** Tarea a realizar **
Prosigue el texto sobre Brian Barry y el «Estado parvulario» a partir de su última frase.

Ilustración de Alejandra Svriz.

En el prefacio de una de las revisiones más sagazmente críticas al multiculturalismo, la temprana del filósofo Brian Barry en Culture and Equality, señala éste que muchas de sus indagaciones se suscitaron al calor de las cenas con su mujer, «… mientras hablábamos de la última instancia de estupidez, y ocasionalmente brutalidad, que se perpetraba en algún lugar del mundo y era defendida por alguien en el nombre del multiculturalismo. Una manera en la que muchas de estas conversaciones transcurrían era imaginar cosas todavía más absurdas que pareciera podrían ser justificadas con los mismos fundamentos. No infrecuentemente estos raptos de la imaginación se hacían realidad, mostrando que el argumento de reducción al absurdo no es fácil de esgrimir contra el multiculturalismo».

Mutatis mutandis es lo que me pasa a mí mismo desde hace tiempo. Y sé que no estoy solo, aunque quizá no tan acompañado como me gustaría. Y, de nuevo como Barry y mutatis mutandis, es lo que he vertido en un libro que acabo de publicar, Los derechos en bromasí, hoy vine a hablar, un poco, de mi libro– un ensayo en el que constato que, frente a lo que me he animado a denominar «Estado parvulario» (en eso torna el nuestro y de manera galopante), ya no hay reducción al absurdo que valga. No haré spoilers, que me riñe mi editor, pero si se arrancan y lo hojean, verán una nutrida colección de absurdos jurídicos, mala poesía nutriendo nuestros textos normativos, inflación del ideal de los derechos humanos, desviaciones todas ellas que alimentan el arbitrio del poder, todo lo cual y, esto es ya lo que nos hace pasar de la comedia a la tragedia, erosiona gravemente, si es que no letalmente, al Estado de Derecho.

** Datos mostrados **
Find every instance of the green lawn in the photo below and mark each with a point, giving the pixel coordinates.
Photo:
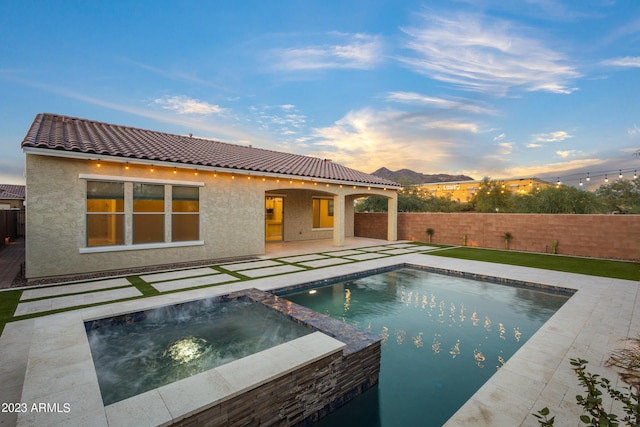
(591, 266)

** Respuesta del ejercicio **
En el mundo de ayer, por increíble que parezca, hubo una autoridad normativa que tenía un propósito – quizá injusto- y se servía del lenguaje para establecer, mediante reglas con carácter general y abstracto, pautas de comportamiento que contribuyeran al logro de dicha meta. Puesto que creemos que se debe circular con seguridad en las autovías se disponen ciertas prohibiciones y deberes: conducir después de haber superado determinadas pruebas que miden la capacidad para manejar un vehículo a motor y no superar los límites de velocidad fijados en función del tipo de carretera. Imaginen que el Código de Circulación estableciera una excepción a esa regla: no se precisara del carnet de conducir ni se aplicará el límite de velocidad cuando el vehículo sea de color amarillo. Absurdo, ¿no?

«¿Podrá no ser acreditado para concursar a una plaza de profesor porque no ha salido de su universidad pese a que es Premio Nobel?»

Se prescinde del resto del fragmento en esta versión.